=== Section Start ===

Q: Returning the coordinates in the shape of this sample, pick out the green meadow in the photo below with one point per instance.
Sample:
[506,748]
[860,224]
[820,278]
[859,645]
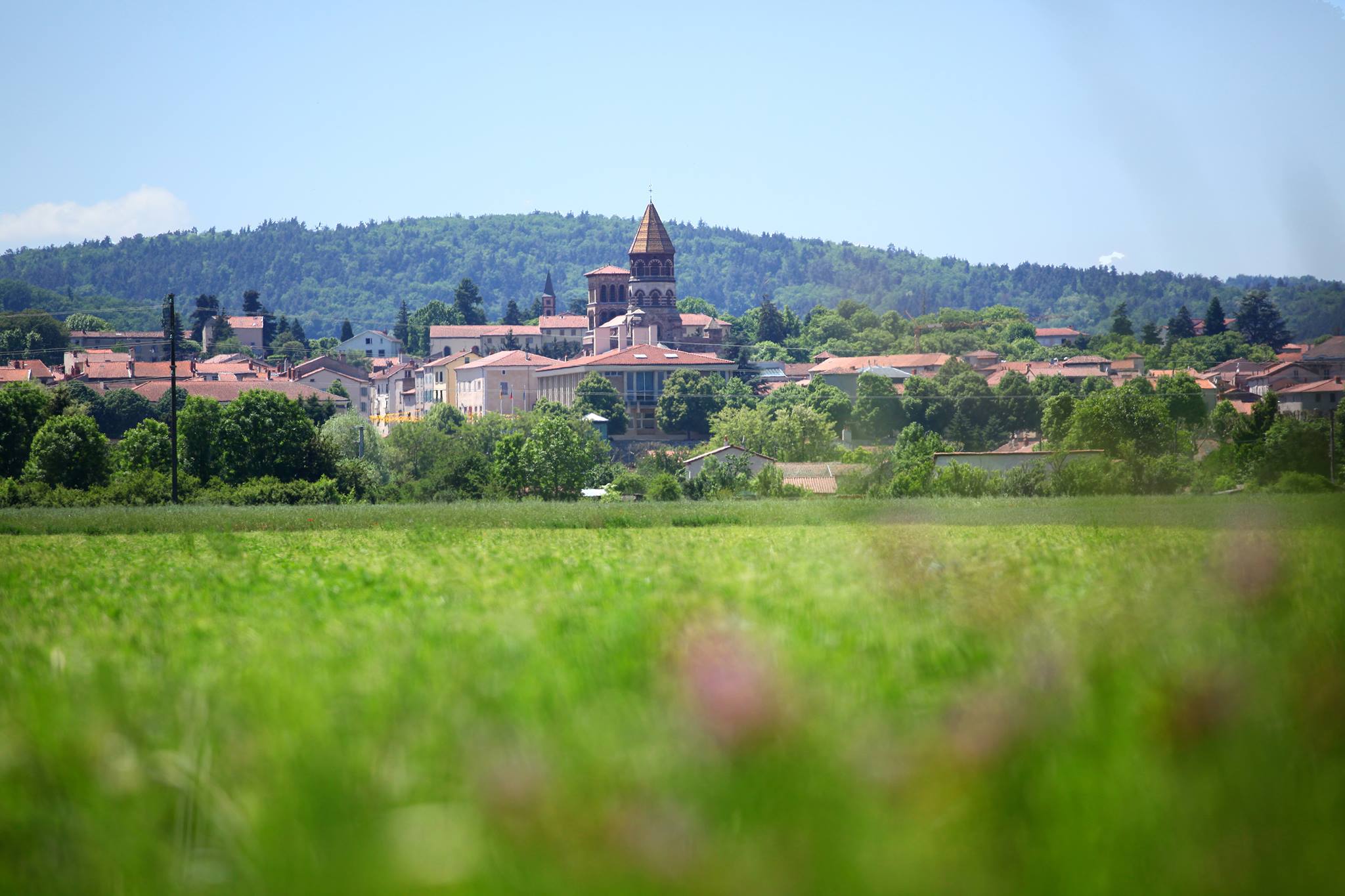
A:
[1078,696]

=== Section End ===

» What is required
Where pictures occur in the material above, omit them and return everything else exactly.

» Output for this task
Q: Returning the coordinates in the shape of this sample, pick out the green meadow in the photo below with one point per instance.
Sample:
[506,748]
[860,224]
[820,278]
[859,645]
A:
[1078,696]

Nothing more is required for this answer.